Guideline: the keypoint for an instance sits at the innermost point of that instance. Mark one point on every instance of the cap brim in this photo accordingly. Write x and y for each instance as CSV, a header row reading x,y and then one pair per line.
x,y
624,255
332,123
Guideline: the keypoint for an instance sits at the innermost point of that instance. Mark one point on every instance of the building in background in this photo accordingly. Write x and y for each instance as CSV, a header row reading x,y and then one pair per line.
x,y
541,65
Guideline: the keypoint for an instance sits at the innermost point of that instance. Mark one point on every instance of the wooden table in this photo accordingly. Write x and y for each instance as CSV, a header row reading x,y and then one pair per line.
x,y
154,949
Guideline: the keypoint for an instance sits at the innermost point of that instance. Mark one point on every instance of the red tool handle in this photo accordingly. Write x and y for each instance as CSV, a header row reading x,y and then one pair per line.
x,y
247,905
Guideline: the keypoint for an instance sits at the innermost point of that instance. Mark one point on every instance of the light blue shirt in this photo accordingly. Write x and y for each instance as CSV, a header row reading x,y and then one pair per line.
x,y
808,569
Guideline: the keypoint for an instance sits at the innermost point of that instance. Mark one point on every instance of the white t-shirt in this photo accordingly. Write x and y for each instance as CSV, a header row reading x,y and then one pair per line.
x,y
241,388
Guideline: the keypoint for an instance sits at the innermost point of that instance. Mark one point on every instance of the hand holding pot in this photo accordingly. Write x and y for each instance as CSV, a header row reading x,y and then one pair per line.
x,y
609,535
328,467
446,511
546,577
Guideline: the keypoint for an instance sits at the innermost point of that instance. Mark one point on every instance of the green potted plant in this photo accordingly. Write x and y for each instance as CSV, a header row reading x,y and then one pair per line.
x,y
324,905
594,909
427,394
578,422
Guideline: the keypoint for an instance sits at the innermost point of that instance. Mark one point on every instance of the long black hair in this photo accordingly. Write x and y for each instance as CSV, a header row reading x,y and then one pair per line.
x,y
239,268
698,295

### TASK DESCRIPTION
Copy out each of the records above word for word, keeping their order.

### RESPONSE BELOW
Guideline: the keypoint for an instance sits at the innermost point of that instance. Mark one point on every instance of the cap brim in this photo accordingly. Write x and y for each instance as CSV, a header row reading x,y and then one pair per line.
x,y
624,255
332,123
Guideline: the keypoint for an instance sits at the innermost point of that instance. Mark one point on every instance of the building in background in this photo accordingly. Write x and y for each instance as CSV, a header row reading x,y and then one pair per line.
x,y
541,65
Guideline: the keypoint for an instance sits at the innermost point of that instance. Mark one point on every instance of the wooden table in this photo accordingly. Write x and y for each instance as CSV, a header row reading x,y and then one pair per line.
x,y
154,949
Guideline: the keypoint for an instance sits at the innermost point of that instance. Mark one point on every instance of the red tool handle in this photo accordingly. Write x and y for each instance as CSV, a header row reading x,y and then one pair per line.
x,y
247,905
Guideline: the keypoint for an instance sits at the innermost point of that instance. Mark one point on every instance of the light blue shirt in this photo accordingly. Write x and y for each instance as CSV, a header row reading x,y and then one pair per line.
x,y
808,569
Guideline: the keypoint for an instance sits at the innermost point of that instance. Mark one point on every instance of the white t-shirt in this photo accordingly. Write x and y for each instance as CSV, a header row reading x,y and then one pair per line.
x,y
241,388
Guideline: the keypoint for an instance sits at the innermost point of that instance. Mark one point on every instance of the hand holding pot in this photo accordingly. Write x and y for each instance as CSV, a header row reading x,y and then one pair per line.
x,y
609,535
328,467
446,511
546,577
Guideline: the keypoint for an instance sits at the innermost point of that instance. Mark one point on every instance of the green potted plant in this photo accordingly. Write x and y for each instance as CSV, a header row reading x,y and then one pair per line.
x,y
324,905
594,909
427,394
578,422
Guideline: the keypoint for an instance sits at the innermost point of that instance. Mark one point on every instance of the long black hair in this photo accordingly. Write x and y for each instance as CSV, a header row reading x,y and then one pair per line.
x,y
239,268
698,295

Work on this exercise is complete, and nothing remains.